# [AVAILABLE DATA]
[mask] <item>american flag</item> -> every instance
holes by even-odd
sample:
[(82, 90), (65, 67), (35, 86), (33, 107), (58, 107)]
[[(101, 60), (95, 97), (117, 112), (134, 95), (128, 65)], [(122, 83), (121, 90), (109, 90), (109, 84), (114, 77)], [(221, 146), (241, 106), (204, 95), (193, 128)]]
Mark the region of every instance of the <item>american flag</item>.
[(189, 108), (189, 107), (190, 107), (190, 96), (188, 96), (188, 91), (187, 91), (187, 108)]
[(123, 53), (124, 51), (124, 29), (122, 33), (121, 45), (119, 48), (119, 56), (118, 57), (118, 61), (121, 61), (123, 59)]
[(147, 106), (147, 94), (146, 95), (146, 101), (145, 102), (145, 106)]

# [TASK INSTRUCTIONS]
Reproduce every line of the records above, character for character, with nothing changed or left out.

# [SOLUTION TO THIS TASK]
[mask] <item>american flag</item> -> every instance
holes by even-odd
sample:
[(82, 90), (65, 67), (35, 86), (33, 107), (58, 107)]
[[(101, 60), (95, 97), (117, 112), (134, 95), (128, 65)], [(122, 83), (121, 90), (109, 90), (109, 84), (114, 77)], [(221, 146), (241, 106), (204, 95), (193, 128)]]
Mark the region of every instance of the <item>american flag</item>.
[(189, 108), (189, 107), (190, 107), (190, 96), (188, 96), (188, 91), (187, 91), (187, 108)]
[(123, 53), (124, 51), (124, 29), (122, 33), (121, 45), (119, 48), (119, 56), (118, 57), (118, 61), (121, 61), (123, 59)]
[(147, 106), (147, 94), (146, 95), (146, 101), (145, 102), (145, 106)]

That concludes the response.